▶ **Work instruction**: Starting at the line that contains "Exercise. Put one marker on every instance of the blurred tree", transcribe every remaining line of the data below exactly, and omit all pictures.
───── Material for this task
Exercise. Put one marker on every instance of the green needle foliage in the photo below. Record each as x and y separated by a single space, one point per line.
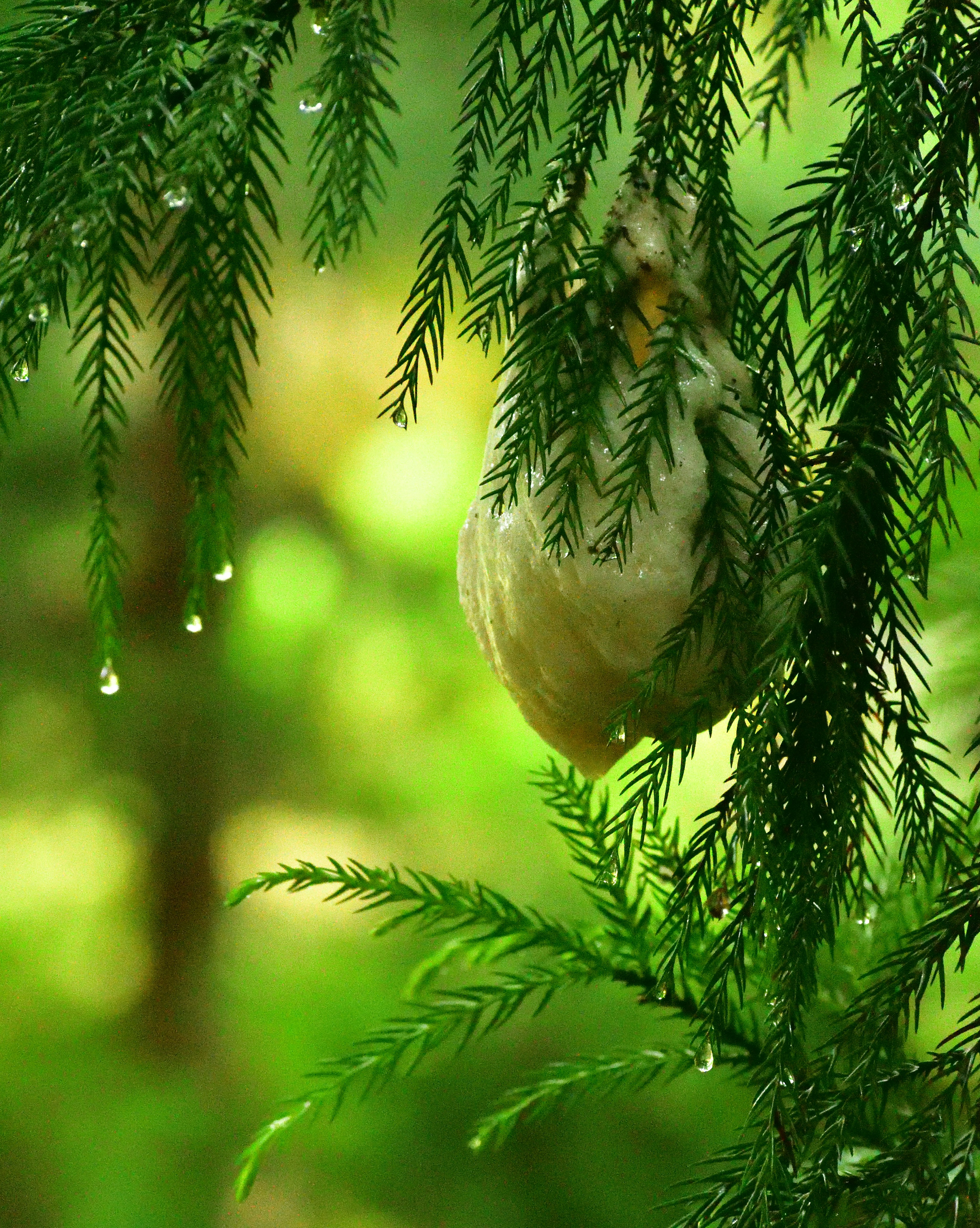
139 147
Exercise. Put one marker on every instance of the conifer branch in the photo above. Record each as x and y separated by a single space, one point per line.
350 100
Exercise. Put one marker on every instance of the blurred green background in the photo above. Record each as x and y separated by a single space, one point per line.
336 704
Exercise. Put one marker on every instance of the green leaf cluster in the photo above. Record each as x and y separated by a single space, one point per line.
139 147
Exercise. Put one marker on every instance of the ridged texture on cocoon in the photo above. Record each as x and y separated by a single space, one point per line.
564 635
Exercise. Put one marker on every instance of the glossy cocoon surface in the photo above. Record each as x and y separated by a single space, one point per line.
565 635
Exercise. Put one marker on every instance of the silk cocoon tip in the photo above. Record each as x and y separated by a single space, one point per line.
565 635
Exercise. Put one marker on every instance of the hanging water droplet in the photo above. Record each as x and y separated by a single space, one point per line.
705 1058
176 199
901 199
108 681
610 875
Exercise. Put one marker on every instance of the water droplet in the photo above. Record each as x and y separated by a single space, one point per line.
177 199
705 1058
901 199
610 875
108 681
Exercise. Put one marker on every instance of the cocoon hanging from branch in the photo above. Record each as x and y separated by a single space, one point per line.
567 634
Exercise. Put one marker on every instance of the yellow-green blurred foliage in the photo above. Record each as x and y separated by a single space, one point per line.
336 705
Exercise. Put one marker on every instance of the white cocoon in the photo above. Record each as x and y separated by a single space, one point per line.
565 635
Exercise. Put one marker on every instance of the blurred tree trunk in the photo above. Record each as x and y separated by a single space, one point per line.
176 742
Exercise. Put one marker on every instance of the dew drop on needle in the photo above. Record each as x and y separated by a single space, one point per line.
705 1058
108 681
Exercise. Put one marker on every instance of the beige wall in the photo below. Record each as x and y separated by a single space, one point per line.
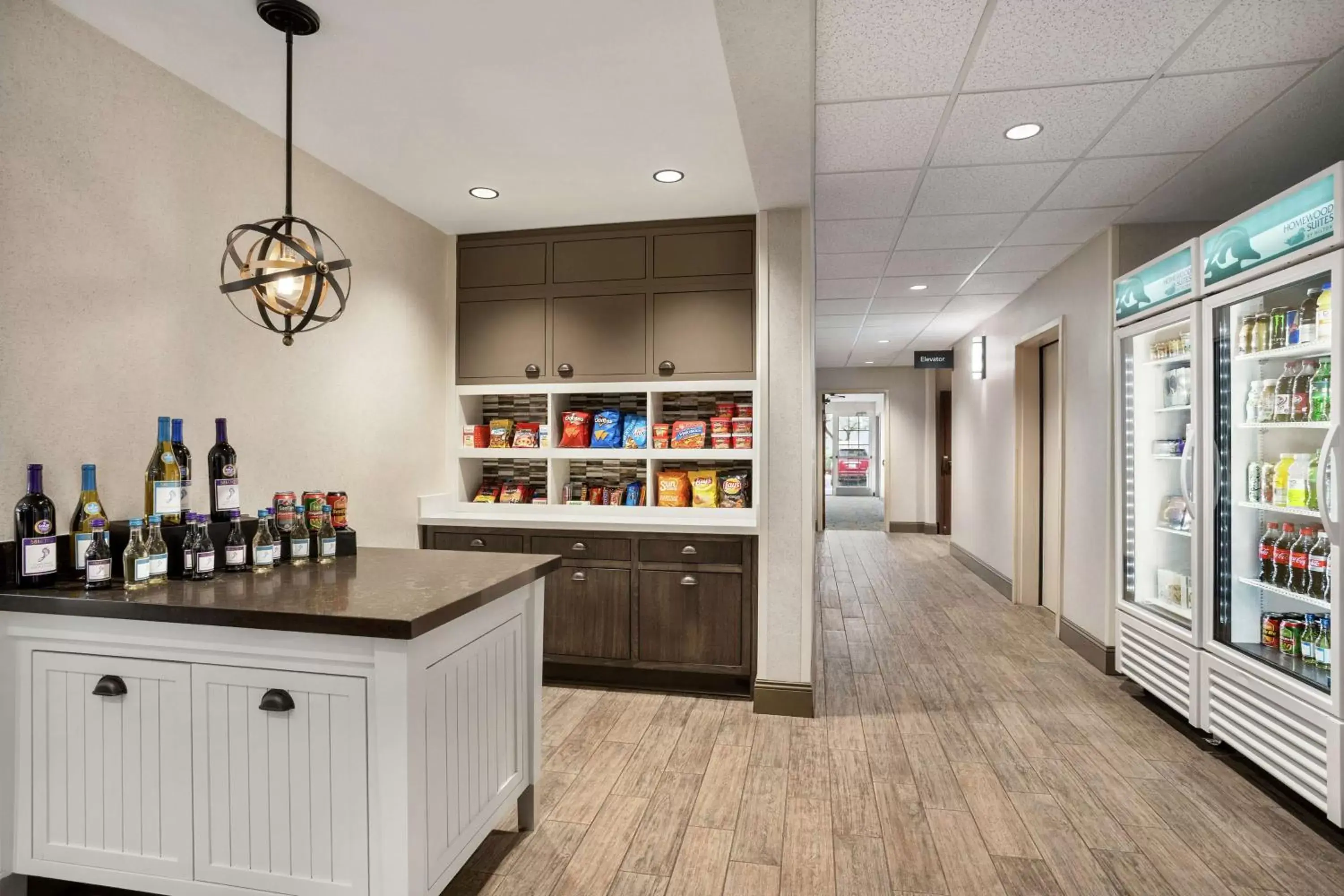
──────────
▶ **Result of the task**:
Exercise. Put one marker on every instance of the blurred tree trunk in the photo above. Record each as x and y separated by a single space, one point per line.
176 742
Exercise. Put one marker on every instance of the dew drop on needle in the photo above. Record each as x and y separated by a single space, one point per line.
705 1058
108 681
Exercise. Put one marker on every instance of the beige wall in the photo below. Record each as x and y separated by a single space, one point per line.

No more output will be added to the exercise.